Summarize the text on cyclothymia in three sentences.

- [TEXT PROVIDED]:
>>>
Types of therapy that may help cyclothymia include:
* Cognitive behavioral therapy. This is a common form of individual therapy for cyclothymia. The focus of cognitive behavioral therapy is identifying unhealthy, negative beliefs and behaviors and replacing them with healthy, positive ones. In addition, you can explore what may trigger your hypomanic or depressive episodes. You also learn effective strategies to manage stress and to cope with upsetting situations.
* Family therapy. Family therapy involves you and your family members. Family therapy can help identify and reduce stressors within your family that may contribute to unhealthy behavior patterns. Family therapy can also help your family improve its communication style and problem-solving skills and resolve conflicts. And it may help your family — whether parents, siblings or partners — better understand your condition and why you think and behave the way you do.
* Group therapy. Group therapy provides a forum to communicate with and learn from others in a similar situation. It may also help build better relationship skills.
* Social rhythm therapy. This type of therapy helps you manage your daily routines, including your sleep schedule, and improve your relationships so that interpersonal problems don't disrupt your routines.
Lifestyle and home remedies
Cyclothymia generally isn't an illness that you can treat on your own. But you can do some things for yourself that will build on your treatment plan. In addition to professional treatment, follow these lifestyle and self-care steps for cyclothymia:
* Take your medications as directed. Even if you're feeling well, resist any temptation to skip your medications. If you stop, cyclothymia signs and symptoms are likely to come back.
* Pay attention to warning signs. You and your caregivers may have identified a pattern to your cyclothymia episodes and what triggers them. Call your doctor if you feel you're facing an episode. Involve family members or friends in watching for warning signs. Addressing symptoms early on can prevent episodes from becoming full-blown.
* Avoid drugs and alcohol. Alcohol and illegal drugs may trigger mood changes.
* Check first before taking other medications. Call the doctor who's treating you for cyclothymic disorder before you take medications prescribed by another doctor. Sometimes other medications trigger episodes of bipolar disorder or may interfere with medications you're already taking.
* Keep a record. Track your moods, daily routines and significant life events. These records may help you and your mental health provider understand the effect of treatments and identify thinking patterns and behaviors associated with cyclothymic symptoms.
Coping and support
Coping with cyclothymia can be difficult. Medications can have unwanted side effects, and you may feel angry or resentful about having a serious condition that requires lifelong treatment. During periods when you feel better, or during hypomanic episodes, you may be tempted to stop your cyclothymia treatment. Here are some ways to cope with cyclothymic disorder:
* Learn about cyclothymia. Learning about your condition and its possible complications can empower you and motivate you to stick to your treatment plan.
* Join a support group. Support groups for people with cyclothymia or even bipolar disorder can help you reach out to others facing similar challenges.
* Stay focused on your goals. Recovery from cyclothymic disorder can take time. Stay motivated by keeping your recovery goals in mind and reminding yourself that you can work to repair damaged relationships, work problems, financial woes or other issues.
* Find healthy outlets. Explore healthy ways to channel your energy, such as hobbies, exercise and recreational activities.
* Learn relaxation and stress management. Try such stress-reduction techniques as meditation, yoga or tai chi.
There's no sure way to prevent cyclothymia. However, treatment at the earliest indication of a mental health disorder can help prevent cyclothymia from worsening. Long-term preventive treatment also can help prevent minor episodes from becoming full-blown episodes of mania or depression.
<<<
- [DATASET EXTRACT]:
>>>
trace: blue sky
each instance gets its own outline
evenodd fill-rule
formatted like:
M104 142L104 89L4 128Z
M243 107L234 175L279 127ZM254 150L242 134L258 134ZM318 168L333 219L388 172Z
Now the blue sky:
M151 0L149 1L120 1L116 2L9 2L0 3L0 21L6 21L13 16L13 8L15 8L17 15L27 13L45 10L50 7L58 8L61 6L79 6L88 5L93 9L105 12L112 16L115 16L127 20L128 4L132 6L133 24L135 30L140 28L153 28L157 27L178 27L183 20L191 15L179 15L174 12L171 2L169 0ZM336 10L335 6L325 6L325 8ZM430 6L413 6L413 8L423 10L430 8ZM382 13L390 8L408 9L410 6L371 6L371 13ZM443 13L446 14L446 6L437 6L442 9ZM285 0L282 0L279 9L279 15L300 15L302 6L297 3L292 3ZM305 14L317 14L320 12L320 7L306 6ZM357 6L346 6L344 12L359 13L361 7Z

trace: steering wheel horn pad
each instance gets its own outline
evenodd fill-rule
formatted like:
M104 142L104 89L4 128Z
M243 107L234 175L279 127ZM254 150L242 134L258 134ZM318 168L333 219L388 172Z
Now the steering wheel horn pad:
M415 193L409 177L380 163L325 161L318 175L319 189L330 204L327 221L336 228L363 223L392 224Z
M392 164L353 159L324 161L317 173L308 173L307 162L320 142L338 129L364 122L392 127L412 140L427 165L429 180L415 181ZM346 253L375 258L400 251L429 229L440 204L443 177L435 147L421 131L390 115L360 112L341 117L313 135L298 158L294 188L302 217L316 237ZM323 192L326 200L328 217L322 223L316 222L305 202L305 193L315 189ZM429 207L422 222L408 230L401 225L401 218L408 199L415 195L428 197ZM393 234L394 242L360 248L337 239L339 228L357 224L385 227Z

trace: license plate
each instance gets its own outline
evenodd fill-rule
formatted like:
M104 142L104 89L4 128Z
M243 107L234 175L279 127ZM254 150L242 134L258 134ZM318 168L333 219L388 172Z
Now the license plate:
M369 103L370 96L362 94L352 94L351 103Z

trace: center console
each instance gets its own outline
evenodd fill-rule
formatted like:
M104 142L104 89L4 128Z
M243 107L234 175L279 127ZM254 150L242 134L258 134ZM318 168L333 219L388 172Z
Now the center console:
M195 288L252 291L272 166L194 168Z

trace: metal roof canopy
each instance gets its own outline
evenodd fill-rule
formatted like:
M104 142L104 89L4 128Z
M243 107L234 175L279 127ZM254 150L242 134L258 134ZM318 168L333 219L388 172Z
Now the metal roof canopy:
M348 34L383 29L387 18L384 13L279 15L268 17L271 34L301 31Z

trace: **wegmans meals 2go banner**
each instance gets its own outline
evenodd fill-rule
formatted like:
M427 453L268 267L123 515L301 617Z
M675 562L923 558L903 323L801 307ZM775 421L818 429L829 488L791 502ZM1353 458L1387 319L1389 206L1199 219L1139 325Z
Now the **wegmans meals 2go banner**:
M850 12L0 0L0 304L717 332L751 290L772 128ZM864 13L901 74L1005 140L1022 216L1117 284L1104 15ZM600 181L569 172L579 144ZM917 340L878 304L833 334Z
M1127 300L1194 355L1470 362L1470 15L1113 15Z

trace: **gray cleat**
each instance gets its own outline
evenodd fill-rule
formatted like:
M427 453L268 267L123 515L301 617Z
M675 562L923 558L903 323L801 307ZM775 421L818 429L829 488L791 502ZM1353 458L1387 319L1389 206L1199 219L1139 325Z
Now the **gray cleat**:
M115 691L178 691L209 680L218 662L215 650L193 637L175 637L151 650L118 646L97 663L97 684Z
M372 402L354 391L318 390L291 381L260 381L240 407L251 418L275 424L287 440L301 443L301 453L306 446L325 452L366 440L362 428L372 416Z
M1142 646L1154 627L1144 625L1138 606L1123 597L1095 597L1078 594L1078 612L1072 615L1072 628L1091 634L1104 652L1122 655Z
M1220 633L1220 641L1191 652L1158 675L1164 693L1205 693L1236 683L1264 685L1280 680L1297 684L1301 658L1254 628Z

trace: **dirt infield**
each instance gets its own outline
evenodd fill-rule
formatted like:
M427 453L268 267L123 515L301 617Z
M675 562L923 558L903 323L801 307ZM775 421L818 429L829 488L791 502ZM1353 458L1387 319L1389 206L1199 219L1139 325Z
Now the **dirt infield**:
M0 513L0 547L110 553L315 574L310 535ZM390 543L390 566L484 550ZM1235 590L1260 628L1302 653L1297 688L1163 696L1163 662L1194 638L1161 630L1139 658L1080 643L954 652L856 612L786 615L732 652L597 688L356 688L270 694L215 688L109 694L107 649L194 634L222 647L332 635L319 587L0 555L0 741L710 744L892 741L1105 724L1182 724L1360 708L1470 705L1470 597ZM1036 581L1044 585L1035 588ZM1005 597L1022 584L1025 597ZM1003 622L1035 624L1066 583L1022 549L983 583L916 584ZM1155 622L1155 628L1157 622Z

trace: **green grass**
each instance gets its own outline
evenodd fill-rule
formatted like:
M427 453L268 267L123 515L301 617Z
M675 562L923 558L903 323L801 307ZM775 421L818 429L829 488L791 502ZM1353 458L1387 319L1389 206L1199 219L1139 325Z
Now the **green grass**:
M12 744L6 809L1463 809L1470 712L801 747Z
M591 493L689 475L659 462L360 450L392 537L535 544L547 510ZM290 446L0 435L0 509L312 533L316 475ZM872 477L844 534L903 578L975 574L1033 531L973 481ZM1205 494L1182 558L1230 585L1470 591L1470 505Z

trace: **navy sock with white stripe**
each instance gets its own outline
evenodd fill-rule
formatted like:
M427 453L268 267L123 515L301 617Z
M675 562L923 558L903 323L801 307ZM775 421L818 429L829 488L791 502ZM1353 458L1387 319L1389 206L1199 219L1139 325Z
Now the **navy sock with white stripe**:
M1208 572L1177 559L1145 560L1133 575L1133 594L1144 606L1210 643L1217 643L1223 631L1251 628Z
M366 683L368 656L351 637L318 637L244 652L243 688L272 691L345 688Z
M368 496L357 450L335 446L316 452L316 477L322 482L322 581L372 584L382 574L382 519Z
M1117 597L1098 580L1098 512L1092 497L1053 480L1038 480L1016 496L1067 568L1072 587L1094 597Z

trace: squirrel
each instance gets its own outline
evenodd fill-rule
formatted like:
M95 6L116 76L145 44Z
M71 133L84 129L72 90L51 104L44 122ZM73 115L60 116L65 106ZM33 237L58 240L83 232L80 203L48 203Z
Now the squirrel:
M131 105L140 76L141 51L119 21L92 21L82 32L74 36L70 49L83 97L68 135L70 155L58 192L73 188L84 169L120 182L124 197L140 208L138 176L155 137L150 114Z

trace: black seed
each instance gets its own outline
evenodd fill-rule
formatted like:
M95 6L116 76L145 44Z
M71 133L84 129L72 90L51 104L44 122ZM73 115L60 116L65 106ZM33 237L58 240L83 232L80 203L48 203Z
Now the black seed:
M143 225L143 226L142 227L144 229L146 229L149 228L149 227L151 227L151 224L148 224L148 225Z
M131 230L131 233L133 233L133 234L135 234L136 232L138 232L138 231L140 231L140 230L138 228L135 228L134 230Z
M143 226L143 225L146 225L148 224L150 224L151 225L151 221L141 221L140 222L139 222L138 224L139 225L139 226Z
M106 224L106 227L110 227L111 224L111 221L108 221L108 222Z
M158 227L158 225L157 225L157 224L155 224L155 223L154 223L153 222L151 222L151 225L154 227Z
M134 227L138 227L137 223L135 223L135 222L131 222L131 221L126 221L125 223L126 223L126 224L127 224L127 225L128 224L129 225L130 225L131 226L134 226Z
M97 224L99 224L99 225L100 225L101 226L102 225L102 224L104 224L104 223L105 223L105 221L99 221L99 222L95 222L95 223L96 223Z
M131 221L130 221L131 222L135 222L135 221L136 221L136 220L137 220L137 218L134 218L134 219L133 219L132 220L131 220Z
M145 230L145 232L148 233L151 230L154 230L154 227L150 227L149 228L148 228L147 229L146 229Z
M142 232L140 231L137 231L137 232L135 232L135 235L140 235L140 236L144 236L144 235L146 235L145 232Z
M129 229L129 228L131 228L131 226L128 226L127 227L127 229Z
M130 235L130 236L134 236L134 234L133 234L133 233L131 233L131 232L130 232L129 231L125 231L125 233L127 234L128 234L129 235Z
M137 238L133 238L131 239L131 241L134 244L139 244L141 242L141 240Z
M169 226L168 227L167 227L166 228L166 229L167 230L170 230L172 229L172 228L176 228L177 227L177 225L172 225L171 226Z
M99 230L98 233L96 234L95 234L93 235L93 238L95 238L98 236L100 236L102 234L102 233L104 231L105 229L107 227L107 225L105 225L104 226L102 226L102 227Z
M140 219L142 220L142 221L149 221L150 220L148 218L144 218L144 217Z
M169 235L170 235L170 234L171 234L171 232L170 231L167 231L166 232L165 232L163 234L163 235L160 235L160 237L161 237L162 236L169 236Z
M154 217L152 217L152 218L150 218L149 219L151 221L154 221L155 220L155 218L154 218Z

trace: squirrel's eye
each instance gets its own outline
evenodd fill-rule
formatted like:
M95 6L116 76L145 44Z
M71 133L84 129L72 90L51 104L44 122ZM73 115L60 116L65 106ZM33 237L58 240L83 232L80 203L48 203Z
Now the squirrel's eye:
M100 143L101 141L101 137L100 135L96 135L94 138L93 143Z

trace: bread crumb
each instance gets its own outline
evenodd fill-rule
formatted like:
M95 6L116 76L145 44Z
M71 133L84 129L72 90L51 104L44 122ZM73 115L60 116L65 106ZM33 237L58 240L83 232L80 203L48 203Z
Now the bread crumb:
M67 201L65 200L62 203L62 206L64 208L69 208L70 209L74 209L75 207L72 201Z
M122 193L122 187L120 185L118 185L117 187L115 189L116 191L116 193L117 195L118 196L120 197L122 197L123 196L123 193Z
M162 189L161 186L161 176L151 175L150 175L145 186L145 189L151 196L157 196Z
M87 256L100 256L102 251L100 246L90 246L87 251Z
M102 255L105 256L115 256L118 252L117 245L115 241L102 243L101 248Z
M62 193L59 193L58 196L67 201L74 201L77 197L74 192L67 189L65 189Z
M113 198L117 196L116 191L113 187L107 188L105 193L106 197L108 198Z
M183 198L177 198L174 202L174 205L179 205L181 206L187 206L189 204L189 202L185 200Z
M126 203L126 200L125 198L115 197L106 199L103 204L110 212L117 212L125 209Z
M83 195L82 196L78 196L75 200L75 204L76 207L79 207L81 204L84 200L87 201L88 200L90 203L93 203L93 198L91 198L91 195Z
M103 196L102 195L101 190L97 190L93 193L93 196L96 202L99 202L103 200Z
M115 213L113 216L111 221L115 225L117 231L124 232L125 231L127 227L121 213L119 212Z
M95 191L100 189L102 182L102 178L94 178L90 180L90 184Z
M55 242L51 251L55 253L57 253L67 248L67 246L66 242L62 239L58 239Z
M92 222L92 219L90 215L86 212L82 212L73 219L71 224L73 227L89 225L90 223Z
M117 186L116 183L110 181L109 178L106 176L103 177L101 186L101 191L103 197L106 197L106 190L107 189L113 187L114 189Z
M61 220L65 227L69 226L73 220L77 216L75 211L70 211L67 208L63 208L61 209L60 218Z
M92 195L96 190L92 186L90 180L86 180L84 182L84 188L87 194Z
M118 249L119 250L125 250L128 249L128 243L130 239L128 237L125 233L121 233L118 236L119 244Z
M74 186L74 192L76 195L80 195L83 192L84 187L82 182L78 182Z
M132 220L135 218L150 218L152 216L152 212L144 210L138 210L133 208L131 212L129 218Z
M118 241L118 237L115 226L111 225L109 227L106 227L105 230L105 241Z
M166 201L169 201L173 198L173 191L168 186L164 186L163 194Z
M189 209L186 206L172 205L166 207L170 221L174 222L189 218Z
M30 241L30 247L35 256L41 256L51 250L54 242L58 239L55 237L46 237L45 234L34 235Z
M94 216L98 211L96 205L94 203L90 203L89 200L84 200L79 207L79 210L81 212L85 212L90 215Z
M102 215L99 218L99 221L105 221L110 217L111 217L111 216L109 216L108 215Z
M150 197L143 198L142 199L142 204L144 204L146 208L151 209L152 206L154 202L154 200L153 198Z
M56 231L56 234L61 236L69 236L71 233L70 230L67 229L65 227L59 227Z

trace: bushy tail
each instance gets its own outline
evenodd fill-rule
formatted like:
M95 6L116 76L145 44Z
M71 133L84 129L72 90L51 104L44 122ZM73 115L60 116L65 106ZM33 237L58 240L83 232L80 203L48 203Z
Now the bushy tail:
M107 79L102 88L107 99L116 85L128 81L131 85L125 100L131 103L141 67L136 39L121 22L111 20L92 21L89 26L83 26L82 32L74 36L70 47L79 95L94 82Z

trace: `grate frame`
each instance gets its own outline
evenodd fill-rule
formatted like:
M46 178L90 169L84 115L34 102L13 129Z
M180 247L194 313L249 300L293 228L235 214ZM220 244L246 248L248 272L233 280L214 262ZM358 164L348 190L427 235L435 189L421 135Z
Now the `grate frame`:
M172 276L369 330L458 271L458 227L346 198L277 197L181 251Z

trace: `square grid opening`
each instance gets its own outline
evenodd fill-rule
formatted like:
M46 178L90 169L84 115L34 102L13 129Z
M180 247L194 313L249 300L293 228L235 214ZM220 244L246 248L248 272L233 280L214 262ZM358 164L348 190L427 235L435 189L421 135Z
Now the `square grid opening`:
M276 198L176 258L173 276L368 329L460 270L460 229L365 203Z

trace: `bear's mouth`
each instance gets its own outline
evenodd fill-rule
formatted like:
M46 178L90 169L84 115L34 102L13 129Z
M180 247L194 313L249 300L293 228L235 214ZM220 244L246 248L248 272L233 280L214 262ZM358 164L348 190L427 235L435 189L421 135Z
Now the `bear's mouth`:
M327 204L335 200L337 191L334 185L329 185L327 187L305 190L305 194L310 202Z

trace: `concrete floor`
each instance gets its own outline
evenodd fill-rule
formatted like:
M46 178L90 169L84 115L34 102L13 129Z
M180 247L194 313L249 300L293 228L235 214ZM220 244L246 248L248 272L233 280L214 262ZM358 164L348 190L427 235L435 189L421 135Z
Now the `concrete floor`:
<<<
- [EXERCISE OUTPUT]:
Therapies that may help cyclothymia include cognitive behavioral therapy, family therapy, group therapy and social rhythm therapy. Cyclothymia generally isn't an illness you can treat on your own, but alongside professional treatment you can take medications as directed, pay attention to warning signs, avoid drugs and alcohol, check with your doctor before taking other medications and keep a record of your moods, routines and significant life events. Coping can be difficult, and it helps to learn about the condition, join a support group, stay focused on your goals, find healthy outlets and learn relaxation and stress management; although there's no sure way to prevent cyclothymia, treatment at the earliest indication of a mental health disorder can help prevent it from worsening.